» Document:
>>>

Have you tried mixing a little nitro-glycerin in your car's fuel tank!

I understand it REALLY increases the horsepower........if you can only hold the engine together.

How about mixing a little waste oil with your salad oil?

For what little you might gain I believe there is a much bigger downside - more filter changes, plugged nozzles, etc.

If you WANT to burn waste oil, why not buy a........

........TA-DA!.....WASTE OIL HEATER ?

Reply to
*

Even filtered, there's going to be nasty crud leftover (in your firebox, and prob. in your oil tank).

To get to 50/50 you'd probably need separate oil/waste-oil feeds, and a pre-heat loop for the waste oil.

Probably save a lot of grief if you used 2 different pumps/burners.

D
Reply to
spamTHISbrp

I think I'd want to filter and thin the used oil products before adding them to the supply tank. I'd be tempted to build a filtering machine that circulates the thinned oil products through some filters, but I wouldn't know how to determine when it's cleaned (just a timer, maybe). A pressure gauge between the pump and filters would provide a way to see when the filters are becoming saturated with solids/dirt, as long as the filters aren't the bypassing type.

If you find a way to use your used oil, maybe then you'll have a purpose for your used Stoddard.

WB metalwork> Has anyone here tried blending filtered waste engine and transmission oil

Reply to
Wild Bill

Cute response, but hardly in keeping with my question. Remind me to never ask you to fill my oil tank-----I'm afraid you wouldn't know one if it jumped up and hit you in the ass.

How about because I'm not eating the stuff? Even *you* should know that salad oil (without conversion to bio-diesel) will gum up the system.

Apparently you didn't read the part about being filtered?

I've decided to do just that, and I'm sending the invoice to you, sunshine.

Truth is, I already have the boiler-------and I'm looking for ways to decrease my heating costs, considering when the boiler was installed oil cost less than 70 cents/gallon, and is now well over $2. But thanks for the great remarks. Maybe we can stay warm by laughing this winter.

Harold

Reply to
Harold and Susan Vordos

Harold and Susan Vordos wrote in article ...

I know you already consider me to be a wet blanket for your brilliant - near-genius - idea to end the world's dependence on "foreign" oil (I KNOW what I just said), BUT......

.....with ALL the oil shortages we have been through, coupled with what has been learned in the use of waste oil for heat......

......don't you think SOMEBODY - even a entreprenurial purveyor of snake oil - would have invented a machine or process to tap that "reserve" of waste oil?

The ad headline in the back of Popular Mechanics would read.....

"ALLOWS YOU TO HEAT YOUR HOUSE FOR NOTHING USING THE OIL YOUR NEIGHBORS THROW AWAY!!!!!!"

Think about it.

Rig up a small pump and motor.....

Set it up with one of those Frantz toilet paper filters.....for that "microfine" cleaning.....

Sell an eight-ounce bottle of odorless kerosene packaged as.....

"Special Waste Oil Viscosity Adjuster" .....that......

"..........through a closely-guarded, Iranian, crude oil chemical distillation formula - that the heating oil companies are now trying to buy up in order to shelve it - thins your waste oil supply down to that of Number Two fuel oil so it will burn cleanely in your current home oil burner."

<<<

» Your task: Print, word for word, the stretch of the waste oil discussion that starts at "To get to 50/50" and stops after "the bypassing type.".

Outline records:
>>>

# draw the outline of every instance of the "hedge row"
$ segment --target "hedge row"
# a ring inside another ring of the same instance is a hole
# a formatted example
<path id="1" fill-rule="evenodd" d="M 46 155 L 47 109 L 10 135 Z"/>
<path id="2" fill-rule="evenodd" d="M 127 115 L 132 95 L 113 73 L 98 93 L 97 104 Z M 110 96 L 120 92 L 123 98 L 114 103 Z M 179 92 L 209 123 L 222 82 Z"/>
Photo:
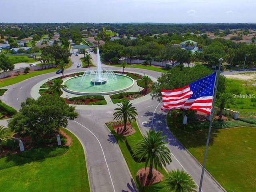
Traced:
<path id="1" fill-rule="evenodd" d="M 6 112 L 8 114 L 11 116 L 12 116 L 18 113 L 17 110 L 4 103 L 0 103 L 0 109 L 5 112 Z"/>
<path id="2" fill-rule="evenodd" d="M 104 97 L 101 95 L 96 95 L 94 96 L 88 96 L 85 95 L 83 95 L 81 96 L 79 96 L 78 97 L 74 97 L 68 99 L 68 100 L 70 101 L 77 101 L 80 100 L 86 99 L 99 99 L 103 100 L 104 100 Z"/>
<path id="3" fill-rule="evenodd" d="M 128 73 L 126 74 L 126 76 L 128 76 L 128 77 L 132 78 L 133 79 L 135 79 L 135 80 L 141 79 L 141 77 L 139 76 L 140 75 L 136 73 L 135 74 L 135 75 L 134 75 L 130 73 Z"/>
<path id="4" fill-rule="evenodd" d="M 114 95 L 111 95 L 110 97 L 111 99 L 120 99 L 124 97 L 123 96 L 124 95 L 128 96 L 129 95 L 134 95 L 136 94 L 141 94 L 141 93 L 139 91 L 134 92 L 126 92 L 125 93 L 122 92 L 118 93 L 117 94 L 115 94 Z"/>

<<<
>>>

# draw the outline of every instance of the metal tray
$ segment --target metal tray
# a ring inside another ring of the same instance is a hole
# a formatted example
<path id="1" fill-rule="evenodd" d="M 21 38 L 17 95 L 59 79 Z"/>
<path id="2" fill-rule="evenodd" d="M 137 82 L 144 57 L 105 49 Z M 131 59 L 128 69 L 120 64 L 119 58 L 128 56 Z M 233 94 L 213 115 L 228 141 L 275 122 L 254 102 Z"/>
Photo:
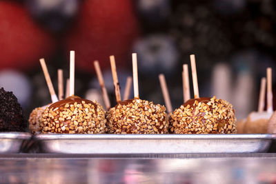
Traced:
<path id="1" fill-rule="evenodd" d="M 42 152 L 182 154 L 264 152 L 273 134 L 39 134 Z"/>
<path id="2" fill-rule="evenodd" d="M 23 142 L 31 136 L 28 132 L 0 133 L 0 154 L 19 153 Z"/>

<<<

» Answer to this exercise:
To get to 50/50 you'd probably need separate oil/waste-oil feeds, and a pre-heat loop for the waste oil.

Probably save a lot of grief if you used 2 different pumps/burners.

D
Reply to
spamTHISbrp

I think I'd want to filter and thin the used oil products before adding them to the supply tank. I'd be tempted to build a filtering machine that circulates the thinned oil products through some filters, but I wouldn't know how to determine when it's cleaned (just a timer, maybe). A pressure gauge between the pump and filters would provide a way to see when the filters are becoming saturated with solids/dirt, as long as the filters aren't the bypassing type.